▸ **Brief**
Reproduce the following data verbatim, from the first line to the last.

▸ **Input**
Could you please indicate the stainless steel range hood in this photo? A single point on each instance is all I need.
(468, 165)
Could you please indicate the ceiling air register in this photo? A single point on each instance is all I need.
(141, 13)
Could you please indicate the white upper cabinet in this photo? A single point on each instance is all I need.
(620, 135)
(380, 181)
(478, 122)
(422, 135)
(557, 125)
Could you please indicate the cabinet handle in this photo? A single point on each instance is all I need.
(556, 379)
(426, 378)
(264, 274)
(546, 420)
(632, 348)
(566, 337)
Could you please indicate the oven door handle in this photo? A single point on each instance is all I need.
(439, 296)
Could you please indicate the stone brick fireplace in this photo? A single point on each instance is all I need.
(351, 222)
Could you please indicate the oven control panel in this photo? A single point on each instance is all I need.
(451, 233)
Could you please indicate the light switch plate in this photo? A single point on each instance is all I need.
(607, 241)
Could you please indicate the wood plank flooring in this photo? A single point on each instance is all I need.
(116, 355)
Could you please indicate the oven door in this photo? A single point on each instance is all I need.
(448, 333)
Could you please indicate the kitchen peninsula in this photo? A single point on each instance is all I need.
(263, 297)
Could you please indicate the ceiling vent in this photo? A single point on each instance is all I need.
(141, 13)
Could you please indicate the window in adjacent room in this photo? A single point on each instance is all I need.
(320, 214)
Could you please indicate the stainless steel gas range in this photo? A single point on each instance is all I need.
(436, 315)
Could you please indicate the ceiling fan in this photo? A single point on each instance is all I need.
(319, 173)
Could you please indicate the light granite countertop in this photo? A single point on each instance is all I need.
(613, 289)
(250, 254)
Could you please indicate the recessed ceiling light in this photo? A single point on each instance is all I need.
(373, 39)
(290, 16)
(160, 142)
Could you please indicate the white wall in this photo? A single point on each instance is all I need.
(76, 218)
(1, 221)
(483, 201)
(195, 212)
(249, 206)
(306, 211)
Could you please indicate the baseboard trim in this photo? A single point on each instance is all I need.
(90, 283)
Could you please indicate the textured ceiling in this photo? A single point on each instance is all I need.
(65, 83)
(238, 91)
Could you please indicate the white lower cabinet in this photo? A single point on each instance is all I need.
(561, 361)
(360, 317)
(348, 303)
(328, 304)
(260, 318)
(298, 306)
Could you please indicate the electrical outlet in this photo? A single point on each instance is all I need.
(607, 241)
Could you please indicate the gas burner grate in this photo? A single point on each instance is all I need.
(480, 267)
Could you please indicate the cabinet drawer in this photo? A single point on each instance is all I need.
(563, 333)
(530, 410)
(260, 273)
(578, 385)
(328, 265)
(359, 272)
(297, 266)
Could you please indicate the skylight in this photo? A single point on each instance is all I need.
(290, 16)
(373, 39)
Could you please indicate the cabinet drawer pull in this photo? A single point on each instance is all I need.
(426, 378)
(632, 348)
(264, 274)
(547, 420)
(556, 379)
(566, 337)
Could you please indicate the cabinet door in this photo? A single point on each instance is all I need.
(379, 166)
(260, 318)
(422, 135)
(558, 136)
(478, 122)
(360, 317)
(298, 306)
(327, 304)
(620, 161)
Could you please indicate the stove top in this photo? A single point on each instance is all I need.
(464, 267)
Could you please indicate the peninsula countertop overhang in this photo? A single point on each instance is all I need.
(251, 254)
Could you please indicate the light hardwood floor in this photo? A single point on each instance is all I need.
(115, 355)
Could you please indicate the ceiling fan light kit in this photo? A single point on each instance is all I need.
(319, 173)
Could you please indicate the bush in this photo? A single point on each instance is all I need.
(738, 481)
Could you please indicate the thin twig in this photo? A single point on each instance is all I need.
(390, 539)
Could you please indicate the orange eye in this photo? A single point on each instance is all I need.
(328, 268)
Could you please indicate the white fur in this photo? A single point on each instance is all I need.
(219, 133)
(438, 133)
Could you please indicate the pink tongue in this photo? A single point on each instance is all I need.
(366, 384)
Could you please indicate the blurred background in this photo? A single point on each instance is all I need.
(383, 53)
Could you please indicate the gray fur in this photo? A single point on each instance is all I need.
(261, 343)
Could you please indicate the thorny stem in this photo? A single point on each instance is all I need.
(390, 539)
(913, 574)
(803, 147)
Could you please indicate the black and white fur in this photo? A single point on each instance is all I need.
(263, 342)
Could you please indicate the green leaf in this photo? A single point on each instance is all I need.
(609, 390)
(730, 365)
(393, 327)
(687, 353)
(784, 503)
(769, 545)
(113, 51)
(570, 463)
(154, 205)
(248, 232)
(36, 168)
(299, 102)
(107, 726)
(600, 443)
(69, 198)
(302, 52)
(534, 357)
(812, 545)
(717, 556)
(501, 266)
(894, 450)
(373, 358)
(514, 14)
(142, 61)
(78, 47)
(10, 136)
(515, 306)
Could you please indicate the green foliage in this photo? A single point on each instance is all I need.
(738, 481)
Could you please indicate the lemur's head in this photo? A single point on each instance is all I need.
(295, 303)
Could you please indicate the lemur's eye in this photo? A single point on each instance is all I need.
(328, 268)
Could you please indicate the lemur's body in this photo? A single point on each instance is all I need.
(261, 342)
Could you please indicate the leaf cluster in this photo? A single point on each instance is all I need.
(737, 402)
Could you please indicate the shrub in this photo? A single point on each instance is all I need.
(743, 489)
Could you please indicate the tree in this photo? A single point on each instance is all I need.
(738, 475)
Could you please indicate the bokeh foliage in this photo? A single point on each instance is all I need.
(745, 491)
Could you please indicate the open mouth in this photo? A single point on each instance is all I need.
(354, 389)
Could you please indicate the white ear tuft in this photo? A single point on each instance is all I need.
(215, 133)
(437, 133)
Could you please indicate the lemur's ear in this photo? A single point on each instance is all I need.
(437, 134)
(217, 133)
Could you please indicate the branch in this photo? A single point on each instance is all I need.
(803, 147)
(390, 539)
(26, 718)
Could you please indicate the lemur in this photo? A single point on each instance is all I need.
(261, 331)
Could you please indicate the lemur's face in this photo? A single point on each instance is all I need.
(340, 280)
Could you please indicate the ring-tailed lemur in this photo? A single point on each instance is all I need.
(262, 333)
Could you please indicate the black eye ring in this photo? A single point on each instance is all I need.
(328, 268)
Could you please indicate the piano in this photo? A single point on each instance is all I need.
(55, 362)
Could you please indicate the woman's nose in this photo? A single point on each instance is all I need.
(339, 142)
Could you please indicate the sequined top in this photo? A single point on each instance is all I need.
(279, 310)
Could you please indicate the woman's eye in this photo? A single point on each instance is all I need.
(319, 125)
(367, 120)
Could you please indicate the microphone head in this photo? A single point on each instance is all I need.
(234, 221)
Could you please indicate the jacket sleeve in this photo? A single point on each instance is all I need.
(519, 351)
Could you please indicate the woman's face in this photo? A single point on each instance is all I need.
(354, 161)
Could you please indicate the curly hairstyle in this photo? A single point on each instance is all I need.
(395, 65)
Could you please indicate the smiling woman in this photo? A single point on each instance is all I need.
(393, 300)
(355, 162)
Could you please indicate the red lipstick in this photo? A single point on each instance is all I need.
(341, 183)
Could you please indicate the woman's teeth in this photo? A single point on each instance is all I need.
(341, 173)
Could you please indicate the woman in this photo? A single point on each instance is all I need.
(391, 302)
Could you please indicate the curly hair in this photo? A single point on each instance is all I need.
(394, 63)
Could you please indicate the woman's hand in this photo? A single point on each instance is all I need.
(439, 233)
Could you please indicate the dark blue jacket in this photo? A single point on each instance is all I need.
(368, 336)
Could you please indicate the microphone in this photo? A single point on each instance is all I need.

▸ **Worked answer**
Could you please indicate the stainless steel range hood in this photo? A single point on each instance is all I need.
(468, 165)
Could you please indicate the ceiling air register in this photo? A single point on each instance is all I need.
(141, 13)
Could you please indicate the white upper cabinet in this photo? A single point on each instance is all I need.
(620, 135)
(380, 181)
(478, 122)
(422, 135)
(557, 125)
Could you please indicate the cabinet handle in this photo? A single point on each instance is all I need.
(556, 379)
(426, 378)
(264, 274)
(546, 420)
(632, 348)
(566, 337)
Could you please indicate the oven door handle in this photo? A single point on each instance is all I need.
(439, 296)
Could you please indicate the stone brick fireplace in this photo? A single point on each instance is all I need.
(351, 222)
Could you please indicate the oven control panel in this photo? A single point on each instance is all I need.
(451, 233)
Could you please indicate the light switch plate in this photo? A single point on each instance is all I need.
(607, 241)
Could you please indicate the wood plank flooring in this photo? A single point on each instance is all I need.
(116, 355)
Could you please indicate the oven door in this photo? A single point on each instance is all I need.
(448, 333)
Could you please indicate the kitchen peninsula in this photo? A single point on each instance is all I need.
(263, 297)
Could you please indicate the ceiling vent in this photo? A single point on each instance is all I need.
(141, 13)
Could you please indicate the window in adjacent room in this photo? A single point on each instance is all I need.
(320, 214)
Could you please indicate the stainless steel gas range in this photo? A single point on each instance is all I need.
(436, 315)
Could you please indicate the ceiling fan in this photo? A single point on each instance is all I need.
(319, 173)
Could you please indicate the light granite countertop in this photo? A single point on each instance is all I need.
(613, 289)
(250, 254)
Could you please indicate the recessed ceiling light in this photo? A single point on each instance is all I need.
(373, 39)
(290, 16)
(160, 142)
Could you please indicate the white wall in this photo? A single point on each instance is all I need.
(76, 218)
(1, 221)
(483, 201)
(195, 212)
(249, 206)
(306, 211)
Could you please indicate the baseboard trim in this photo? A single point on each instance is all I need.
(90, 283)
Could you please indicate the textured ceiling in this photo? A single point on each instance is all I need.
(65, 83)
(238, 91)
Could you please indicate the white lower cabinet in this photo? A single point on each instance is all I need.
(561, 361)
(360, 317)
(348, 303)
(328, 304)
(260, 318)
(298, 306)
Could you please indicate the electrical outlet in this photo? A single point on each instance is all I need.
(607, 241)
Could you please indicate the gas burner grate in this photo? A single point on each instance is all I need.
(480, 267)
Could you please indicate the cabinet drawer in this photo? A single point on each instance is all I need.
(563, 333)
(530, 410)
(260, 273)
(578, 385)
(328, 265)
(359, 272)
(297, 266)
Could you please indicate the skylight in this photo? A single point on each instance is all I need.
(290, 16)
(373, 39)
Could you please indicate the cabinet drawer pull in this photo? A single point on each instance is all I need.
(426, 378)
(632, 348)
(264, 274)
(547, 420)
(556, 379)
(566, 337)
Could you please indicate the cabinet door in this photo? A single point on each instance is all I need.
(379, 166)
(260, 318)
(422, 135)
(558, 136)
(478, 122)
(360, 317)
(298, 306)
(327, 304)
(620, 161)
Could you please indicate the stove top in this photo? A single point on each instance is all I need.
(464, 267)
Could you please indicate the peninsula countertop overhang in this photo? A single point on each instance is all I need.
(251, 254)
Could you please indicate the light hardwood floor in this photo? A single point on each instance is all I need.
(115, 355)
Could you please indicate the ceiling fan light kit in this photo? A single point on each instance is all I need.
(319, 173)
Could you please indicate the bush in this photo? A single point on each instance is all I need.
(738, 481)
Could you please indicate the thin twig in this photo? A single point on each instance is all I need.
(390, 539)
Could you please indicate the orange eye in this photo? A single point on each instance is all I need.
(328, 268)
Could you please indicate the white fur in this photo? A single point on each instance is all I need.
(219, 133)
(438, 133)
Could you please indicate the pink tongue in this photo? A single point on each instance is all I need.
(366, 384)
Could you please indicate the blurred background in this photo? A single point on each instance is all I need.
(383, 53)
Could you please indicate the gray fur in this photo? A single point on each instance is all I need.
(261, 343)
Could you please indicate the thorny stem in this photo? A single point on each instance is all I need.
(390, 539)
(913, 574)
(803, 147)
Could you please indicate the black and white fur in this photo? A single point on each instance is all I need.
(263, 342)
Could you please indicate the green leaf in this photo? A single point on each instance is all I need.
(609, 390)
(730, 365)
(393, 327)
(687, 353)
(784, 503)
(769, 545)
(113, 51)
(570, 463)
(154, 205)
(248, 232)
(36, 168)
(299, 102)
(107, 726)
(600, 443)
(69, 198)
(302, 52)
(534, 357)
(812, 545)
(717, 556)
(501, 266)
(894, 450)
(373, 358)
(514, 14)
(142, 61)
(78, 47)
(10, 136)
(515, 306)
Could you please indicate the green foliage in this photo? A single point on each instance is all I need.
(738, 481)
Could you please indicate the lemur's head in this photo? A single point on each instance is all I need.
(295, 303)
Could you please indicate the lemur's eye in this photo? A single point on each instance is all I need.
(328, 268)
Could you please indicate the lemur's body in this photo? A single point on each instance is all I need.
(261, 342)
Could you please indicate the leaf cluster in this photo? A single point on each instance is all I need.
(737, 402)
Could you please indicate the shrub in this photo? A single point on each instance is all I need.
(743, 489)
Could you please indicate the tree in this photo? A single point on each instance is all I need.
(738, 475)
Could you please indicate the bokeh foliage in this photo? A single point on each instance is all I need.
(745, 491)
Could you please indicate the open mouth in this photo? A single point on each instance is all I need.
(354, 389)
Could you please indicate the white ear tuft in this photo? A single point on each instance is all I need.
(215, 133)
(437, 133)
Could you please indicate the lemur's ear in this photo? A single point on each instance is all I need.
(437, 134)
(217, 133)
Could you please indicate the branch in this photo? A single point on each instance is all I need.
(803, 147)
(390, 539)
(26, 718)
Could you please indicate the lemur in this photo? A single point on each instance is all I need.
(261, 331)
Could you please indicate the lemur's face in this photo? A single point on each instance is all I need.
(340, 280)
Could you please indicate the ring-tailed lemur in this photo? A single point on each instance is all I need.
(262, 333)
Could you please indicate the black eye ring in this photo? A single point on each instance is all I need.
(328, 268)
Could you please indicate the piano in this photo? A single point on each instance is all I need.
(55, 362)
Could you please indicate the woman's nose in this photo? A single point on each instance is all I need.
(339, 142)
Could you please indicate the sequined top in this photo? A single point on each instance is all I need.
(279, 310)
Could you please indicate the woman's eye in this photo? A single point on each instance is all I need.
(319, 125)
(367, 120)
Could you please indicate the microphone head in this photo? A single point on each instance is all I need.
(234, 221)
Could you please indicate the jacket sleeve in this photo? A single point on each instance is all I need.
(519, 351)
Could you please indicate the woman's face in this photo? A single point on each instance is all I need.
(354, 161)
Could you please indicate the curly hairstyle in this photo? A single point on each instance is all I need.
(395, 65)
Could you please indicate the smiling woman in this photo? A single point on each instance is all I need.
(393, 300)
(355, 162)
Could you please indicate the red lipstick in this photo? A single point on each instance is all I need.
(341, 183)
Could you please indicate the woman's teeth in this photo? A single point on each instance is all I need.
(341, 173)
Could you please indicate the woman in this photo? A single point on each instance is all I need.
(391, 302)
Could you please indicate the curly hair in this photo? A single point on each instance is all I need.
(394, 63)
Could you please indicate the woman's hand in this photo? A single point on each instance is all I need.
(439, 233)
Could you please indicate the dark blue jacket in this photo? A single point on each instance is all I need.
(368, 336)
Could you please indicate the microphone in this photo? A single point on each instance is all I need.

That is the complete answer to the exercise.